***** Data extracts *****
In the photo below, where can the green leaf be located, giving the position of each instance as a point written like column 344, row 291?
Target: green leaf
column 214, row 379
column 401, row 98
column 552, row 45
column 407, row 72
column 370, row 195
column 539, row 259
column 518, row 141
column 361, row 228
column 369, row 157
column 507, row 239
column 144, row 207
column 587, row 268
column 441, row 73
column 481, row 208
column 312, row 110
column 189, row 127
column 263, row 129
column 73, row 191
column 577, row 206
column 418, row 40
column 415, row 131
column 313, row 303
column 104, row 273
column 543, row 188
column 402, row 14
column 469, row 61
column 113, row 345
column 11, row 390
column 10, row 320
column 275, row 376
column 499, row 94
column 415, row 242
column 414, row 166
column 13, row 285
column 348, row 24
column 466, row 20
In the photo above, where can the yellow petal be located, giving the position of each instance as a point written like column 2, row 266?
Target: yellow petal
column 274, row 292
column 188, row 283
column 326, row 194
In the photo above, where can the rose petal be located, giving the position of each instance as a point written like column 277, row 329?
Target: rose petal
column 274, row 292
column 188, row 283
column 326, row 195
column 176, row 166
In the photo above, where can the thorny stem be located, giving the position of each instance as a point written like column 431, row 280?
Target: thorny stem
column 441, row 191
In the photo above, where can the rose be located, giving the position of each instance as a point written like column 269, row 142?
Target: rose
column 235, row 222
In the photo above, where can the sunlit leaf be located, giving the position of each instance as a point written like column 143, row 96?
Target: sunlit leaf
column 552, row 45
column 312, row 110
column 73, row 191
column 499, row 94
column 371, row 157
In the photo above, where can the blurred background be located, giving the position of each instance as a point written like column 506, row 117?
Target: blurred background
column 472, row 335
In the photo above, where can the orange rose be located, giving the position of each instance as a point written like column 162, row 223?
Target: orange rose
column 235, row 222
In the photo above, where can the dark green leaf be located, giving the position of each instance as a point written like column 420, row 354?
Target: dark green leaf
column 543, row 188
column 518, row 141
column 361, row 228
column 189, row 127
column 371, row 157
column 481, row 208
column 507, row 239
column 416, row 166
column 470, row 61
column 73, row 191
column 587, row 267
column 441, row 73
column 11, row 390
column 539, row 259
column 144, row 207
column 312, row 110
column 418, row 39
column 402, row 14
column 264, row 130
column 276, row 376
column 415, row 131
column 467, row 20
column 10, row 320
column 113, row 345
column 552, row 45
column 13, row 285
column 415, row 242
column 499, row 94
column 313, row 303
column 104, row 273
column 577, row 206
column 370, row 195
*****
§ **What this task involves**: Your answer must be the full set of entries, copied exactly.

§ **Written solution**:
In the photo below, where can the green leaf be located, giving the position of each instance as a point written like column 344, row 291?
Target: green leaf
column 214, row 379
column 401, row 98
column 552, row 45
column 407, row 72
column 370, row 195
column 539, row 259
column 518, row 141
column 361, row 228
column 369, row 157
column 507, row 239
column 144, row 207
column 587, row 268
column 441, row 73
column 481, row 208
column 312, row 110
column 189, row 127
column 263, row 129
column 73, row 191
column 577, row 206
column 418, row 40
column 415, row 131
column 313, row 303
column 104, row 273
column 543, row 188
column 402, row 14
column 469, row 61
column 113, row 345
column 11, row 390
column 10, row 320
column 275, row 376
column 499, row 94
column 415, row 242
column 414, row 166
column 13, row 285
column 348, row 24
column 466, row 20
In the photo above, where can the yellow petal be located, giving the position of each instance as a point written like column 2, row 266?
Target: yellow petal
column 274, row 292
column 188, row 283
column 326, row 194
In the photo above, where can the rose petal be located, giving the position of each instance as a point written like column 277, row 329?
Target: rose petal
column 274, row 292
column 188, row 283
column 326, row 195
column 176, row 166
In the photo above, where can the thorny stem be located, giving the position of each instance as a point written like column 431, row 280?
Target: thorny stem
column 441, row 191
In the photo above, where can the rose be located, giving the position of each instance as a point written like column 269, row 142?
Target: rose
column 235, row 222
In the photo above, where can the sunlit leaf be located, giving the position of each instance as a point written like column 143, row 96?
Target: sunlit leaf
column 552, row 45
column 312, row 110
column 73, row 191
column 499, row 94
column 371, row 157
In the photo above, where can the blurred background be located, giving the position of each instance as a point written like column 506, row 117?
Target: blurred background
column 472, row 335
In the photo above, where can the orange rose be located, giving the position of each instance as a point written like column 162, row 223?
Target: orange rose
column 235, row 222
In the photo above, where can the dark green leaf be located, giving the position of each instance as a point written like column 420, row 354?
Target: dark green leaf
column 543, row 188
column 518, row 141
column 361, row 228
column 189, row 127
column 371, row 157
column 481, row 208
column 507, row 239
column 416, row 166
column 470, row 61
column 73, row 191
column 587, row 267
column 441, row 73
column 11, row 390
column 539, row 259
column 144, row 207
column 312, row 110
column 418, row 39
column 402, row 14
column 264, row 130
column 276, row 376
column 415, row 131
column 467, row 20
column 10, row 320
column 113, row 345
column 552, row 45
column 13, row 285
column 415, row 242
column 499, row 94
column 313, row 303
column 104, row 273
column 577, row 206
column 370, row 195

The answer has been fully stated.